[[ Supplied entries open ]]
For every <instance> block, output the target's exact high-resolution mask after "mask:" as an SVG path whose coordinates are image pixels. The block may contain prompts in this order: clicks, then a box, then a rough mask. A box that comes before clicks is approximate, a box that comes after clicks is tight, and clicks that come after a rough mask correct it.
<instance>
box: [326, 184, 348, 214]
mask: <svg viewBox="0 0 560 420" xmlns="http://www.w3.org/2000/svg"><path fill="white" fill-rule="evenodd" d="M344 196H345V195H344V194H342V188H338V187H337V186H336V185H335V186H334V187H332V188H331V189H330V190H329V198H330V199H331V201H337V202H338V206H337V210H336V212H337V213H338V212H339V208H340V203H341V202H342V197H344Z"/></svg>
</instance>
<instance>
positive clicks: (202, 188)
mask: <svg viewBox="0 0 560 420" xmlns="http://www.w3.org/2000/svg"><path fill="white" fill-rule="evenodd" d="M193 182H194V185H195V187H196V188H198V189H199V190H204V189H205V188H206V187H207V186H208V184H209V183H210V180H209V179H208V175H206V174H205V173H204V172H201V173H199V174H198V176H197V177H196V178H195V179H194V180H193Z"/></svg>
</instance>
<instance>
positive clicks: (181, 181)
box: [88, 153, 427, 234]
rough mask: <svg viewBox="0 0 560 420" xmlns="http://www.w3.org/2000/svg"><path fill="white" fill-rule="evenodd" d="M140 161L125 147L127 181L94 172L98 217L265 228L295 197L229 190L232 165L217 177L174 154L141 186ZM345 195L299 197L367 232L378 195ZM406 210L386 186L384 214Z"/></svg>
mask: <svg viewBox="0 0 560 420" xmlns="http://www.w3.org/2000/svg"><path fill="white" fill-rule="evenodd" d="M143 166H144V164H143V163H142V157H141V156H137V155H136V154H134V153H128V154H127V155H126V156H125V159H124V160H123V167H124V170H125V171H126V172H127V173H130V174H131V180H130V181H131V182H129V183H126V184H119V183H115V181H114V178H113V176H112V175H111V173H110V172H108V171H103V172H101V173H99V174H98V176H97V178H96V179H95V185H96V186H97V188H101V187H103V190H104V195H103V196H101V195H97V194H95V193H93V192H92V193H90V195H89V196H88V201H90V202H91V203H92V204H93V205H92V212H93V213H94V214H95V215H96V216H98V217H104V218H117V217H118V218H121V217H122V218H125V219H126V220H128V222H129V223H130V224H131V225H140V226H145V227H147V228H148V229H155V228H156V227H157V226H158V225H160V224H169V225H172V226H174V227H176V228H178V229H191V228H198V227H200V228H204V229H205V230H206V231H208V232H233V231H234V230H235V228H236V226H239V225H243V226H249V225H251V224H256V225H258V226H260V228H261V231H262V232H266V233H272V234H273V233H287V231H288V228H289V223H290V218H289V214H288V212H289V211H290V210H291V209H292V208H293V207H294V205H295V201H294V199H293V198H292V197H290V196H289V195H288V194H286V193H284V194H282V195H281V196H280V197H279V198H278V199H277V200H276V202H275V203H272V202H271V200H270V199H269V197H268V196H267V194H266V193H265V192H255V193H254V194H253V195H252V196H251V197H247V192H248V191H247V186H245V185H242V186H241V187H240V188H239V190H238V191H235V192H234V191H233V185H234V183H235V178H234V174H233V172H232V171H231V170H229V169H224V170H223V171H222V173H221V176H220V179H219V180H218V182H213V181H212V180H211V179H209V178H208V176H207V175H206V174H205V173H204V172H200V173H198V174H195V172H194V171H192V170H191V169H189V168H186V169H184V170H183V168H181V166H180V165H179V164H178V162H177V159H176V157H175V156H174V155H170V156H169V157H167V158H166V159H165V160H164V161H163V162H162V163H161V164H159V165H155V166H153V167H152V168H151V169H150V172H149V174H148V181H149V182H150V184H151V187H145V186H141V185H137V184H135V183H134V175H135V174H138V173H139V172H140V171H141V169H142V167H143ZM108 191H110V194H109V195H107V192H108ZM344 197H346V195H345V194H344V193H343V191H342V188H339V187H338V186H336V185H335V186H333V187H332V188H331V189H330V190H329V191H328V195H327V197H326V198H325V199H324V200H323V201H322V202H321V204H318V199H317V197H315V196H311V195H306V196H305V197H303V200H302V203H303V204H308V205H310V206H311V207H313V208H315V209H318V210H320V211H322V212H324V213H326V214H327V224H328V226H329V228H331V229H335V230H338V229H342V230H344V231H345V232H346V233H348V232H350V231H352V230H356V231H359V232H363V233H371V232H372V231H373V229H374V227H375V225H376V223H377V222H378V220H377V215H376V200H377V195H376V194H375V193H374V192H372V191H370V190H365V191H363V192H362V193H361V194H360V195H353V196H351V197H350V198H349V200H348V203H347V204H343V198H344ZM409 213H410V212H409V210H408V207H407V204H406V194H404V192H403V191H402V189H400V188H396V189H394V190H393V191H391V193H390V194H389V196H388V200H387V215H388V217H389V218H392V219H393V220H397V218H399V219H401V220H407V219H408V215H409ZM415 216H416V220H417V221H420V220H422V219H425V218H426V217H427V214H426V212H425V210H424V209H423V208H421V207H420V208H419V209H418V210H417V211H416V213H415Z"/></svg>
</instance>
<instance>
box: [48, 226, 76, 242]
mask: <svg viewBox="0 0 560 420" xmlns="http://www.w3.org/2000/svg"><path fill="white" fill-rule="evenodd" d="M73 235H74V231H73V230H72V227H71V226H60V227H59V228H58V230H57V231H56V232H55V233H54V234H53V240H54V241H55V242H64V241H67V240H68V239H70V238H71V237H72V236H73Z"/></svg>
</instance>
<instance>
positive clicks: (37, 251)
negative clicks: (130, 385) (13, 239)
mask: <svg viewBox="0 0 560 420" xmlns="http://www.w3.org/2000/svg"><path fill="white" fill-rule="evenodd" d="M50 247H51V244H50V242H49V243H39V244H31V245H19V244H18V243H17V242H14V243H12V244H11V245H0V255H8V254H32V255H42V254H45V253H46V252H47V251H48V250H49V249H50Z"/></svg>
[[ Supplied entries closed ]]
To complete this exercise, set down every line above exactly once more.

For every <instance> block, output the target's exact high-resolution mask after "mask:" as an SVG path whose coordinates are image pixels. The block may contain prompts in this order: clicks, then a box, then a rough mask. A box that comes before clicks is approximate, a box that comes after clicks is tight, and clicks that come after a rough mask correct it.
<instance>
box: [326, 184, 348, 214]
mask: <svg viewBox="0 0 560 420" xmlns="http://www.w3.org/2000/svg"><path fill="white" fill-rule="evenodd" d="M344 196H345V195H344V194H342V188H338V187H337V186H336V185H335V186H334V187H332V188H331V189H330V190H329V198H330V199H331V201H337V202H338V206H337V210H336V212H337V213H338V212H339V208H340V203H341V202H342V197H344Z"/></svg>
</instance>
<instance>
positive clicks: (202, 188)
mask: <svg viewBox="0 0 560 420" xmlns="http://www.w3.org/2000/svg"><path fill="white" fill-rule="evenodd" d="M193 182H194V185H195V187H196V188H198V189H199V190H204V189H205V188H206V187H207V186H208V184H209V183H210V180H209V179H208V175H206V174H205V173H204V172H201V173H199V174H198V176H197V177H196V178H195V179H194V180H193Z"/></svg>
</instance>
<instance>
positive clicks: (181, 181)
box: [88, 153, 427, 234]
rough mask: <svg viewBox="0 0 560 420" xmlns="http://www.w3.org/2000/svg"><path fill="white" fill-rule="evenodd" d="M140 161L125 147L127 181L94 172L98 217L265 228L295 197L229 190L232 165L217 177L174 154L141 186ZM345 195L299 197L367 232L378 195ZM406 210L386 186L384 214Z"/></svg>
mask: <svg viewBox="0 0 560 420" xmlns="http://www.w3.org/2000/svg"><path fill="white" fill-rule="evenodd" d="M143 166H144V164H143V163H142V157H141V156H137V155H136V154H134V153H128V154H127V155H126V156H125V159H124V160H123V167H124V170H125V171H126V172H127V173H130V174H131V180H130V181H131V182H129V183H126V184H119V183H115V181H114V178H113V176H112V175H111V173H110V172H108V171H103V172H101V173H99V174H98V176H97V178H96V179H95V185H96V186H97V188H101V187H103V190H104V195H103V196H101V195H97V194H95V193H93V192H92V193H90V195H89V196H88V201H90V202H91V203H92V204H93V205H92V212H93V213H94V214H95V215H96V216H98V217H104V218H117V217H118V218H121V217H122V218H125V219H126V220H128V222H129V223H130V224H131V225H140V226H145V227H147V228H148V229H155V228H156V227H157V226H158V225H160V224H169V225H172V226H174V227H176V228H178V229H191V228H198V227H200V228H204V229H205V230H206V231H208V232H233V231H234V230H235V228H236V226H239V225H243V226H249V225H251V224H256V225H258V226H260V228H261V231H262V232H266V233H272V234H273V233H287V231H288V228H289V223H290V218H289V214H288V212H289V211H290V210H291V209H292V208H293V207H294V205H295V201H294V199H293V198H292V197H290V196H289V195H288V194H286V193H284V194H282V195H281V196H280V197H279V198H278V199H277V200H276V202H275V203H272V202H271V200H270V199H269V197H268V196H267V194H266V193H265V192H255V193H254V194H253V195H252V196H251V197H247V192H248V191H247V186H245V185H242V186H241V187H240V188H239V190H238V191H235V192H234V191H233V185H234V183H235V178H234V174H233V172H232V171H231V170H229V169H224V170H223V171H222V173H221V176H220V179H219V180H218V182H213V181H212V180H211V179H209V178H208V176H207V175H206V174H205V173H204V172H200V173H198V174H195V172H194V171H192V170H191V169H189V168H186V169H184V170H183V168H181V166H180V165H179V164H178V162H177V159H176V157H175V156H174V155H170V156H169V157H167V158H166V159H165V160H164V161H163V162H162V163H161V164H159V165H155V166H153V167H152V168H151V169H150V172H149V174H148V181H149V182H150V184H151V187H145V186H141V185H137V184H135V183H134V175H135V174H138V173H139V172H140V171H141V169H142V167H143ZM108 191H110V194H109V195H107V192H108ZM344 197H346V195H345V194H344V193H343V191H342V188H339V187H338V186H336V185H335V186H333V187H332V188H331V189H330V190H329V191H328V195H327V197H326V198H325V199H324V200H323V201H322V202H321V204H318V199H317V197H315V196H311V195H306V196H305V197H303V200H302V203H303V204H308V205H310V206H311V207H313V208H315V209H318V210H320V211H322V212H324V213H326V214H327V224H328V226H329V228H331V229H335V230H338V229H342V230H344V231H345V232H346V233H348V232H350V231H352V230H356V231H359V232H363V233H371V232H372V231H373V229H374V227H375V225H376V223H377V222H378V220H377V215H376V200H377V195H376V194H375V193H374V192H372V191H370V190H365V191H363V192H362V193H361V194H360V195H353V196H351V197H350V198H349V200H348V203H347V204H343V198H344ZM409 213H410V212H409V210H408V207H407V204H406V194H404V192H403V191H402V189H400V188H396V189H394V190H393V191H391V193H390V194H389V196H388V200H387V215H388V217H389V218H392V219H393V220H397V218H399V219H401V220H407V219H408V215H409ZM415 216H416V220H417V221H420V220H422V219H425V218H426V217H427V214H426V212H425V210H424V209H423V208H421V207H420V208H419V209H418V210H417V211H416V213H415Z"/></svg>
</instance>
<instance>
box: [48, 226, 76, 242]
mask: <svg viewBox="0 0 560 420" xmlns="http://www.w3.org/2000/svg"><path fill="white" fill-rule="evenodd" d="M73 235H74V231H73V230H72V227H71V226H60V227H59V228H58V230H57V231H56V232H55V233H54V234H53V240H54V241H55V242H64V241H67V240H68V239H70V238H71V237H72V236H73Z"/></svg>
</instance>
<instance>
positive clicks: (37, 251)
negative clicks: (130, 385) (13, 239)
mask: <svg viewBox="0 0 560 420" xmlns="http://www.w3.org/2000/svg"><path fill="white" fill-rule="evenodd" d="M50 247H51V244H50V242H49V243H39V244H31V245H19V244H18V243H17V242H14V243H12V244H11V245H0V255H8V254H32V255H42V254H45V253H46V252H47V251H48V250H49V249H50Z"/></svg>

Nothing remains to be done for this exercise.